■ EXTRACTED TEXT ■
"""

Saturday, June 25, 2011

What I'm Growing - Physalis Pruinosa (Aunt Molly Ground Cherry)

Here's a new series that will hopefully get me posting a little more regularly.  Each week or so I'll feature one of the plants growing in this years garden.  The list keeps getting longer and longer, so it guarantees me plenty of material!

This weeks' featured plant is called the Aunt Molly Ground Cherry, Latin name Physalis Pruinosa.  Ground Cherries are totally new to me.  I stumbled upon them while reading garden blogs about tomatillos and when I learned that they were sort of a berry, and they were annuals, I was intrigued. Most of the berries I know of are perennials and you don't usually get much or any fruit the first year.  I've been wanting to try blackberries or raspberries, but they take a few years to start producing and they require a more permanent home than I'm willing to give them at this point.



Ground cherries, on the other hand, grow from seed and produce fruit all in one year.  They are a member of the nightshade family, similar to a tomato.  The fruits grow in a husk which hangs from the plant and looks a bit like a Chinese lantern.  The plant blooms, and the calyx (green leafy part at the base of the bloom) grows and closes up to form a little pouch of sorts which grows to be the husk. The fruit grows into a little marble sized berry inside of the husk and falls to the ground when ripe, thus the name. When ripe, the fruits are a golden color and have many tiny seeds inside.



The plants are known by many names (with slight variances between varieties, although I get conflicting information as to what the differences in taste are) such a Cape Gooseberry, Pahoa, Inca Berry, and Golden Berry.  Anyone who is asked what the fruit tastes like will likely give a different answer.  I've heard of them being compared to pineapple, strawberry, mango, vanilla, custard, lime (sounds like this person's weren't ripe enough), with a hint of tomato flavor.  I can't really imagine any of these flavors being bad, so I'm ridiculously excited to try them out!  The three plants that I am growing this year have a particularly interesting/pathetic story behind them, but I'll save that for another post. :)

1 comment:

  1. how did it go with the great Physalis experiment?

    i have these coming up wild (well, maybe feral) in my garden and have sampled them cautiously knowing that many solanums are quite toxic and many more are "slightly" toxic depending on individual tolerance.

    i seem to be rather sensitive... 2 years in a row now ive developed mild side effects from only 4 ripe berries at a time. one doesnt "build up a tolerance" to the acetylcholinesterase inhibiting activity of solanine, so unfortunately these are a no go for me. tasty little treats that they are :(

    curious what have you discovered?

"""

■ EXTRACTED ENTRIES ■
"""

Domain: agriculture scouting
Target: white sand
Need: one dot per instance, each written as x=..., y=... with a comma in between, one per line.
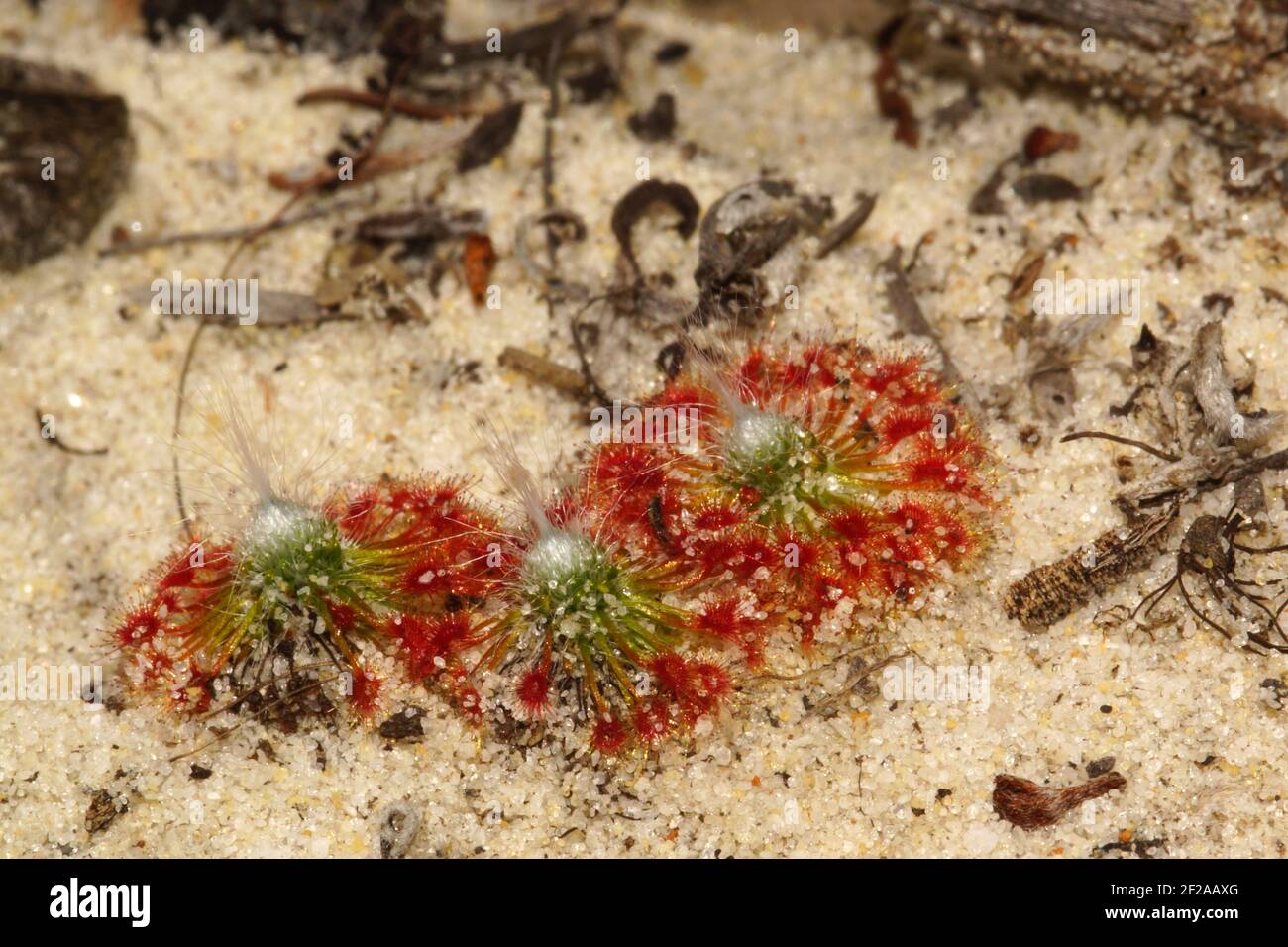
x=80, y=530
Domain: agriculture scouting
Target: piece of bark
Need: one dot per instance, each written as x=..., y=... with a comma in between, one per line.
x=1206, y=59
x=64, y=155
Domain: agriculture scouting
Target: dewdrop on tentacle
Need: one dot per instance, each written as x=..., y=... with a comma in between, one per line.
x=589, y=630
x=842, y=471
x=300, y=586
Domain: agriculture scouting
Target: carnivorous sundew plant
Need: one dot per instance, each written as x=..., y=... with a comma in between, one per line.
x=300, y=586
x=841, y=471
x=584, y=628
x=622, y=607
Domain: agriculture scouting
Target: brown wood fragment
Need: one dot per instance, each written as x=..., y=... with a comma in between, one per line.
x=1029, y=805
x=542, y=369
x=848, y=226
x=103, y=809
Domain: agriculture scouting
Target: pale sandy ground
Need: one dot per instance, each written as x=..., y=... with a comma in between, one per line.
x=78, y=530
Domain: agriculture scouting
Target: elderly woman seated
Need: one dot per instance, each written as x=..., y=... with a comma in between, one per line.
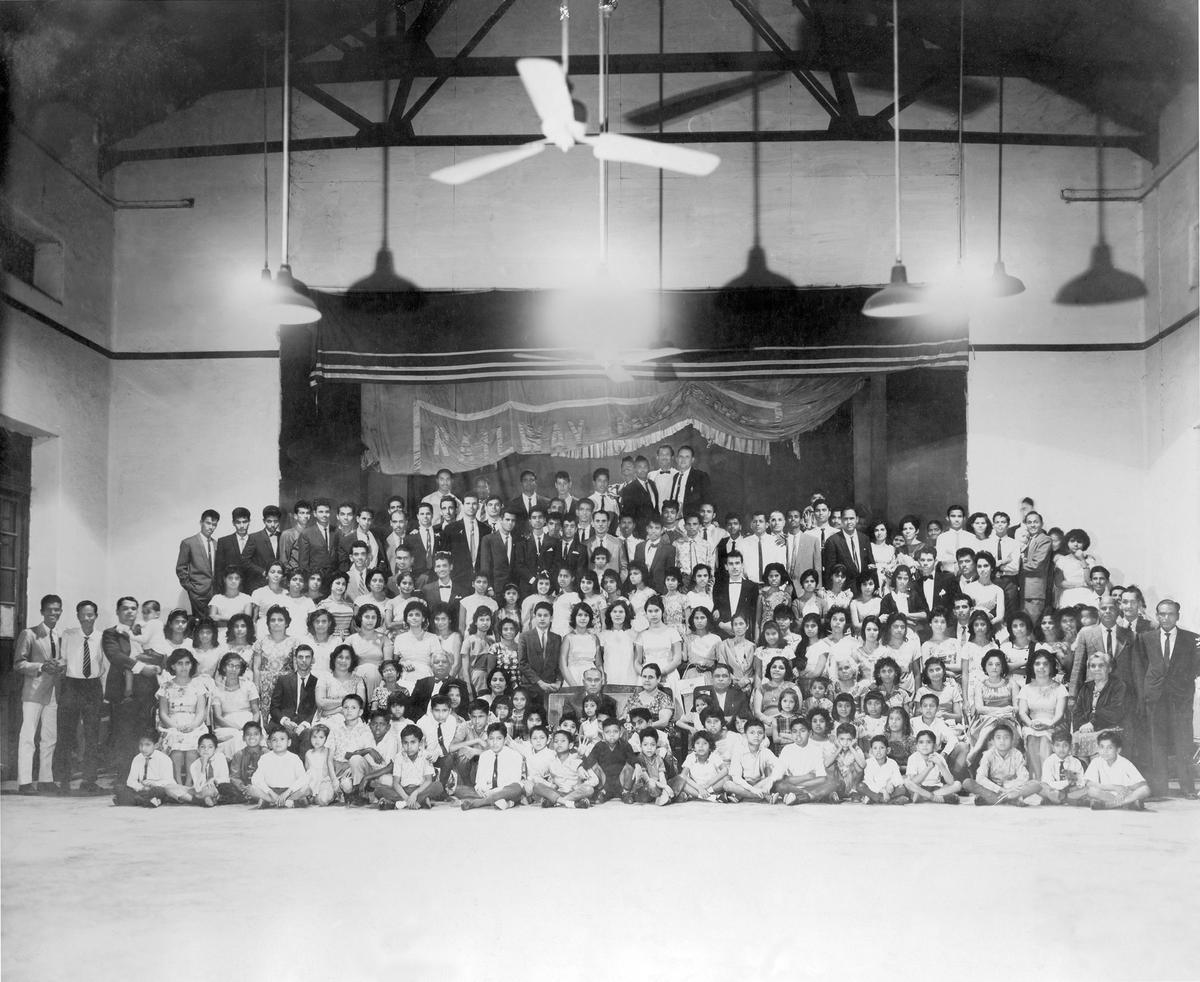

"""

■ WHAT NEEDS TO BE DONE ■
In the ground cherry post, what part of the flower grows and closes up to become the husk?

■ OUTPUT OF THE EXERCISE ■
The calyx, the green leafy part at the base of the bloom.